• SOURCE TEXT:
++++++++

Siemens Zeitschrift 44, 1970, H-10, pp. 613-617..
|
Primary Examiner: Kozma; Thomas J.
Attorney, Agent or Firm: Ostrolenk, Faber, Gerb &
Soffen
Claims
We claim:
1. An axially symmetric air-core choke coil, comprising:
at least one winding, said at least one winding having a plurality
of helically wound, spaced apart, wire cable turns, said coil
having an inner cylindrical periphery inside said coil and an outer
periphery concentrically surrounding said inner periphery;
a plurality of axially extending, electrically non-conductive,
strips, spaced circumferentially around said at least one winding,
each strip including a plurality of folded sections, respective
ones of said folded sections being fitted between respective
adjacent turns, a plurality of air gaps being defined between said
turns and said strips, said strips being arranged to permit radial
and longitudinal air flow through said air gaps;
means for generating an axial air flow along said inner cylindrical
periphery of said coil, said axial air flow being adapted to reduce
the air pressure at said inner periphery to induce outside air to
flow through said air gaps; said means for producing an axial air
flow comprises a screen, said screen being adapted to block air
flow through the center of one axial end of said coil and to define
an axial gap between the circumferential periphery of said screen
and said at least one winding of said coil, whereby air entering
said axial gap is accelerated to produce said reduced air pressure
along said inner periphery of said coil; and
means for axially prestressing said at least one winding.
2. The coil as in claim 1, wherein said wire cable turns are
rectangular in cross-section and wherein said strips extend
parallel to eah other along an outer periphery of each said at
least one winding.
3. The coil as in claim 2, which includes a plurality of concentric
windings each having the structure of said at least one winding,
each of said plurality of windings being electrically connected to
one another in a predetermined circuit relation.
4. The coil as in claim 3, further comprising a plurality of
axially extending, electrically non-conductive, rods spaced
circumferentially between adjacent ones of said plurality of
windings to provide a separation therebetween.
5. The coil as in claim 4, wherein said rods and said strips are
generally overlapping.
6. The coil as in claim 2, wherein said strips are
double-layered.

++++++++

• LISTING:
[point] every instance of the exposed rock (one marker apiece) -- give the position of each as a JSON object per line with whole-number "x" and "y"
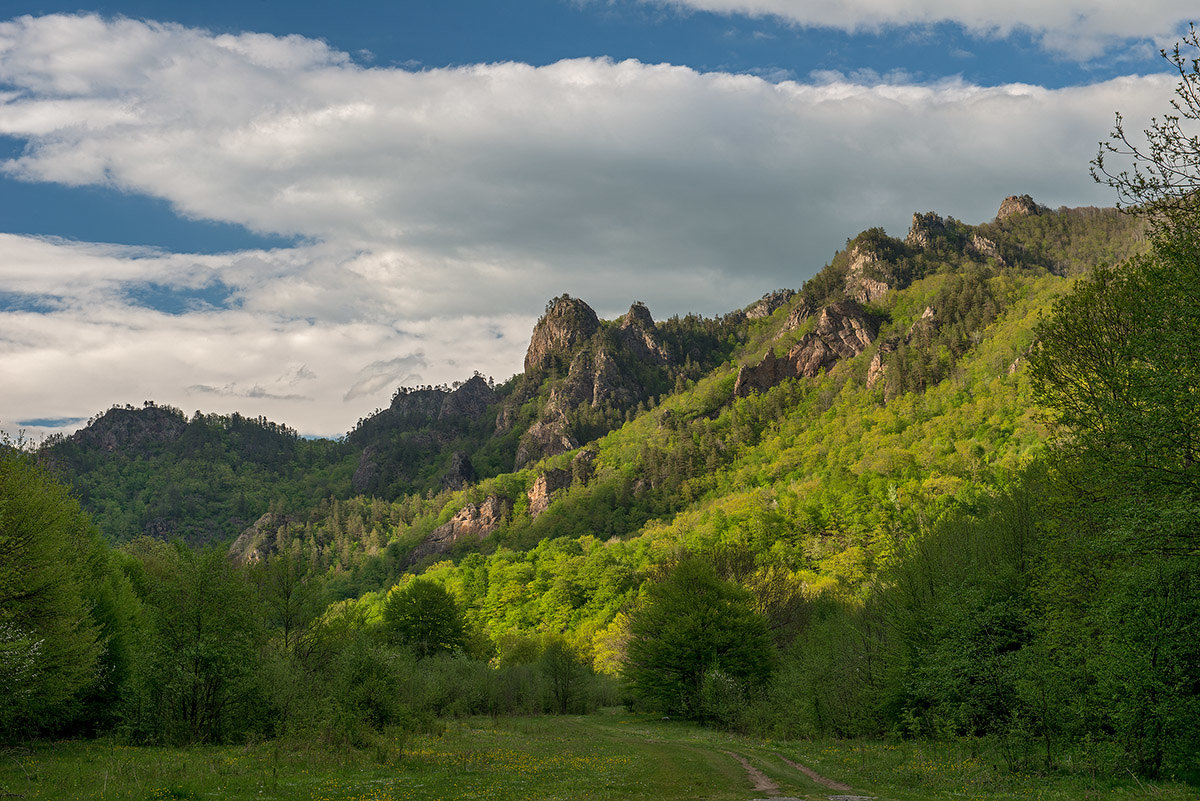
{"x": 460, "y": 471}
{"x": 471, "y": 399}
{"x": 545, "y": 438}
{"x": 567, "y": 324}
{"x": 877, "y": 368}
{"x": 257, "y": 541}
{"x": 640, "y": 335}
{"x": 797, "y": 317}
{"x": 473, "y": 522}
{"x": 367, "y": 470}
{"x": 583, "y": 467}
{"x": 985, "y": 247}
{"x": 925, "y": 228}
{"x": 768, "y": 303}
{"x": 859, "y": 285}
{"x": 1015, "y": 205}
{"x": 843, "y": 331}
{"x": 763, "y": 375}
{"x": 544, "y": 488}
{"x": 132, "y": 429}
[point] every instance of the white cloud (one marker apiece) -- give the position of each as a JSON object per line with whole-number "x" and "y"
{"x": 441, "y": 209}
{"x": 1075, "y": 29}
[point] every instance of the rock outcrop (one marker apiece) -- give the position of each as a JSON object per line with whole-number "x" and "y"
{"x": 597, "y": 366}
{"x": 132, "y": 429}
{"x": 925, "y": 229}
{"x": 1017, "y": 205}
{"x": 567, "y": 324}
{"x": 459, "y": 473}
{"x": 767, "y": 305}
{"x": 473, "y": 522}
{"x": 544, "y": 488}
{"x": 843, "y": 331}
{"x": 859, "y": 285}
{"x": 469, "y": 399}
{"x": 256, "y": 542}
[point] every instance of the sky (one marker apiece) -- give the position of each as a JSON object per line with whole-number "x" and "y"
{"x": 292, "y": 208}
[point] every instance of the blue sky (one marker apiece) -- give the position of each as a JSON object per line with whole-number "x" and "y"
{"x": 292, "y": 208}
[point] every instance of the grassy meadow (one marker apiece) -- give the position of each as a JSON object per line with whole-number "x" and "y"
{"x": 599, "y": 757}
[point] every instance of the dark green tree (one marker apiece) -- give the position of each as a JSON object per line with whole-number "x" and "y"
{"x": 197, "y": 674}
{"x": 49, "y": 645}
{"x": 689, "y": 624}
{"x": 424, "y": 616}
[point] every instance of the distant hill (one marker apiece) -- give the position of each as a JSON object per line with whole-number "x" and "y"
{"x": 613, "y": 423}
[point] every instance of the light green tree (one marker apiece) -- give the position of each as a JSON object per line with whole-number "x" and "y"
{"x": 423, "y": 615}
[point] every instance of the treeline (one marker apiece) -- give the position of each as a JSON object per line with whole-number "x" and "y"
{"x": 167, "y": 644}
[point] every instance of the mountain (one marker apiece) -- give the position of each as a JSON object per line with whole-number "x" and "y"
{"x": 889, "y": 321}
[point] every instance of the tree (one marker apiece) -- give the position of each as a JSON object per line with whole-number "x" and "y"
{"x": 196, "y": 681}
{"x": 1164, "y": 179}
{"x": 49, "y": 645}
{"x": 690, "y": 624}
{"x": 424, "y": 616}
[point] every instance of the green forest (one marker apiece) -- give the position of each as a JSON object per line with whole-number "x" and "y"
{"x": 978, "y": 529}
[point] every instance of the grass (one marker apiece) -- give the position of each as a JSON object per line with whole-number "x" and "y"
{"x": 601, "y": 757}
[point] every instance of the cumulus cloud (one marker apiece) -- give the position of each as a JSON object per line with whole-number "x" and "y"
{"x": 1075, "y": 29}
{"x": 439, "y": 209}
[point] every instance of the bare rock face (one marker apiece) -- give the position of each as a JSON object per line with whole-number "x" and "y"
{"x": 460, "y": 471}
{"x": 797, "y": 317}
{"x": 985, "y": 247}
{"x": 1015, "y": 205}
{"x": 367, "y": 470}
{"x": 544, "y": 489}
{"x": 257, "y": 541}
{"x": 843, "y": 331}
{"x": 769, "y": 302}
{"x": 925, "y": 228}
{"x": 640, "y": 335}
{"x": 859, "y": 285}
{"x": 567, "y": 324}
{"x": 471, "y": 399}
{"x": 473, "y": 522}
{"x": 132, "y": 429}
{"x": 763, "y": 375}
{"x": 545, "y": 438}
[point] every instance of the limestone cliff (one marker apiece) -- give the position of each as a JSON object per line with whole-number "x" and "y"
{"x": 843, "y": 331}
{"x": 472, "y": 523}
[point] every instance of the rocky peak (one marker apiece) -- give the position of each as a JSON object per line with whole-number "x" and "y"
{"x": 925, "y": 228}
{"x": 471, "y": 399}
{"x": 473, "y": 522}
{"x": 843, "y": 331}
{"x": 640, "y": 335}
{"x": 1018, "y": 205}
{"x": 767, "y": 305}
{"x": 129, "y": 428}
{"x": 858, "y": 284}
{"x": 567, "y": 324}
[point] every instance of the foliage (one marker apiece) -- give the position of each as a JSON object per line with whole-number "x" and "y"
{"x": 1167, "y": 167}
{"x": 425, "y": 618}
{"x": 51, "y": 646}
{"x": 694, "y": 630}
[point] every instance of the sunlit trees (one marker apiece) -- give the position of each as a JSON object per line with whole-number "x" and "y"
{"x": 424, "y": 616}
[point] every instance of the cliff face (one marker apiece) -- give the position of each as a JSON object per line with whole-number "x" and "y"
{"x": 587, "y": 365}
{"x": 130, "y": 429}
{"x": 472, "y": 523}
{"x": 843, "y": 331}
{"x": 567, "y": 324}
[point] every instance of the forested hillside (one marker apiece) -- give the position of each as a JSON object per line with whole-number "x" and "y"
{"x": 942, "y": 489}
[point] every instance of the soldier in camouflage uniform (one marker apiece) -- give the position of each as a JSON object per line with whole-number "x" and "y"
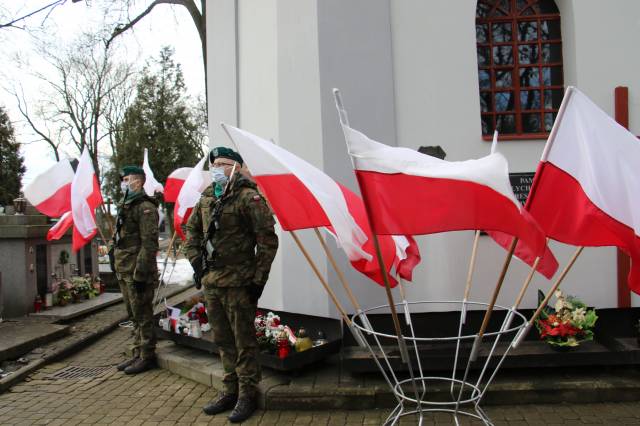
{"x": 135, "y": 247}
{"x": 237, "y": 263}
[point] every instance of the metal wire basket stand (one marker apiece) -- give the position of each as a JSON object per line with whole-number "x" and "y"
{"x": 481, "y": 354}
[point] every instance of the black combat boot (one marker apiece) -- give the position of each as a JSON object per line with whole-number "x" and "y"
{"x": 225, "y": 401}
{"x": 243, "y": 410}
{"x": 126, "y": 363}
{"x": 140, "y": 365}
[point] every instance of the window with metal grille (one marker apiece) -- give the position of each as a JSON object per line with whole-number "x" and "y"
{"x": 519, "y": 67}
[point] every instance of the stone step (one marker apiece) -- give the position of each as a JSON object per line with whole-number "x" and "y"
{"x": 73, "y": 310}
{"x": 327, "y": 386}
{"x": 17, "y": 337}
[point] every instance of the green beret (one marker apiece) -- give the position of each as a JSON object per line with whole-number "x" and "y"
{"x": 224, "y": 152}
{"x": 131, "y": 170}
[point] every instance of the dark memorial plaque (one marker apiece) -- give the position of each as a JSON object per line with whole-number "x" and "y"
{"x": 521, "y": 184}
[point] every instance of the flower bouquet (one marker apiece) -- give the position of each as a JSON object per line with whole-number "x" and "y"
{"x": 64, "y": 292}
{"x": 567, "y": 324}
{"x": 274, "y": 337}
{"x": 83, "y": 288}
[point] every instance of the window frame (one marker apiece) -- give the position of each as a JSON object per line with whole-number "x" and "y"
{"x": 515, "y": 17}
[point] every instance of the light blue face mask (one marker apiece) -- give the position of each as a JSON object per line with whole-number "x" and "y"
{"x": 218, "y": 176}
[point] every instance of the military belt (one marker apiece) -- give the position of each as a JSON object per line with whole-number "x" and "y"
{"x": 231, "y": 259}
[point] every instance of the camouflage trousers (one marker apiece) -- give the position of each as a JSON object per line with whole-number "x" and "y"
{"x": 141, "y": 302}
{"x": 124, "y": 290}
{"x": 232, "y": 316}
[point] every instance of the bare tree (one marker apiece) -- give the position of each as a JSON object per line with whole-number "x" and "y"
{"x": 43, "y": 12}
{"x": 88, "y": 92}
{"x": 198, "y": 17}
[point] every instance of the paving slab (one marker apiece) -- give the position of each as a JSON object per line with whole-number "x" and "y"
{"x": 73, "y": 310}
{"x": 18, "y": 337}
{"x": 328, "y": 386}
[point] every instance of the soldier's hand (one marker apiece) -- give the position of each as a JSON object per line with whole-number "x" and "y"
{"x": 112, "y": 258}
{"x": 255, "y": 291}
{"x": 197, "y": 279}
{"x": 197, "y": 273}
{"x": 139, "y": 286}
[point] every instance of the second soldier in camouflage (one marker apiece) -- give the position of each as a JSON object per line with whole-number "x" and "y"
{"x": 232, "y": 229}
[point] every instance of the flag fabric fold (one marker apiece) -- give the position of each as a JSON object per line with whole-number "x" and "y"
{"x": 547, "y": 265}
{"x": 85, "y": 198}
{"x": 407, "y": 256}
{"x": 584, "y": 191}
{"x": 151, "y": 185}
{"x": 195, "y": 182}
{"x": 50, "y": 192}
{"x": 409, "y": 193}
{"x": 58, "y": 230}
{"x": 302, "y": 196}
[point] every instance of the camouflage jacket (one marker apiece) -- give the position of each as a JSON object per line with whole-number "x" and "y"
{"x": 245, "y": 243}
{"x": 137, "y": 239}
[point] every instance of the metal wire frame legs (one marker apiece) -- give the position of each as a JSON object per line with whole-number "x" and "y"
{"x": 474, "y": 361}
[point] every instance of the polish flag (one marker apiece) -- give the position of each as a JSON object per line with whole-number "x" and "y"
{"x": 85, "y": 198}
{"x": 302, "y": 197}
{"x": 50, "y": 192}
{"x": 196, "y": 181}
{"x": 175, "y": 181}
{"x": 584, "y": 191}
{"x": 547, "y": 264}
{"x": 151, "y": 185}
{"x": 407, "y": 192}
{"x": 407, "y": 256}
{"x": 58, "y": 230}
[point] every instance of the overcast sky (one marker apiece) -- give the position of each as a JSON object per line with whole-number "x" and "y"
{"x": 165, "y": 26}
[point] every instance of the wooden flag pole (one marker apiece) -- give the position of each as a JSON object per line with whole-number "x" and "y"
{"x": 527, "y": 280}
{"x": 107, "y": 219}
{"x": 550, "y": 293}
{"x": 467, "y": 288}
{"x": 526, "y": 283}
{"x": 324, "y": 283}
{"x": 341, "y": 276}
{"x": 472, "y": 263}
{"x": 494, "y": 297}
{"x": 496, "y": 291}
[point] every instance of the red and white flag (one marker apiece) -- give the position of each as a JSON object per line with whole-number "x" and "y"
{"x": 410, "y": 193}
{"x": 151, "y": 185}
{"x": 58, "y": 230}
{"x": 190, "y": 191}
{"x": 50, "y": 192}
{"x": 584, "y": 191}
{"x": 175, "y": 181}
{"x": 407, "y": 256}
{"x": 85, "y": 198}
{"x": 547, "y": 264}
{"x": 302, "y": 196}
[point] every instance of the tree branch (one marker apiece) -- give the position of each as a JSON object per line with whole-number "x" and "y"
{"x": 51, "y": 5}
{"x": 186, "y": 3}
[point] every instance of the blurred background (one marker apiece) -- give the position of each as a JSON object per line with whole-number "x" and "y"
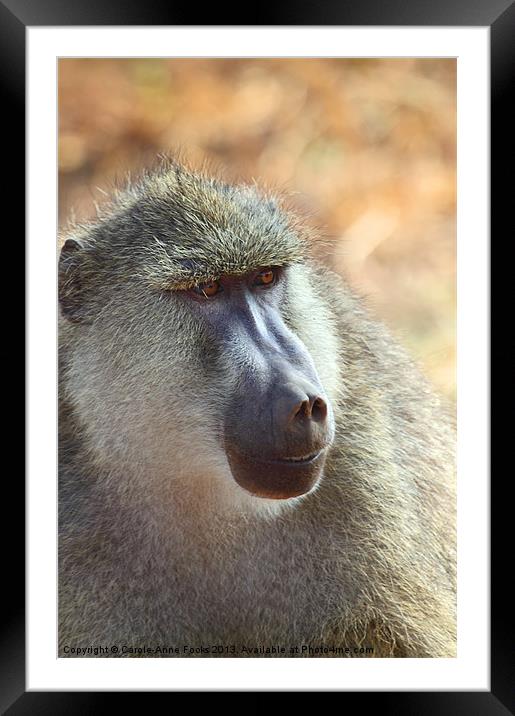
{"x": 366, "y": 147}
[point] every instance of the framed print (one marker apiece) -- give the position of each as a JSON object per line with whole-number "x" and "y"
{"x": 317, "y": 526}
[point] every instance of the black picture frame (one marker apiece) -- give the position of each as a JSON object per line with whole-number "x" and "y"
{"x": 499, "y": 15}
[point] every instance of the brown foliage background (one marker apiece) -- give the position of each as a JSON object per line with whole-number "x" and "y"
{"x": 367, "y": 146}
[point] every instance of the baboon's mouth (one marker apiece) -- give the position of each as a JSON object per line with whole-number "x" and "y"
{"x": 302, "y": 460}
{"x": 277, "y": 478}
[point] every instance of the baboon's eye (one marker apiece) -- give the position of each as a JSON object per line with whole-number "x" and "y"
{"x": 208, "y": 289}
{"x": 266, "y": 277}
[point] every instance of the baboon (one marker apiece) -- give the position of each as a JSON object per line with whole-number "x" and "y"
{"x": 249, "y": 464}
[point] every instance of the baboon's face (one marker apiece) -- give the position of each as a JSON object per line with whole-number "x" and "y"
{"x": 276, "y": 421}
{"x": 223, "y": 382}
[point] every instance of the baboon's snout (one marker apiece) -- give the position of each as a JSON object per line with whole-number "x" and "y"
{"x": 277, "y": 440}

++++++++

• THE PROBLEM: Render this sentence from the choke coil text into German: "The coil as in claim 4, wherein said rods and said strips are generally overlapping."

• WRITTEN REPLY: Die Spule nach Anspruch 4, wobei sich die Stäbe und die Streifen im Allgemeinen überlappen.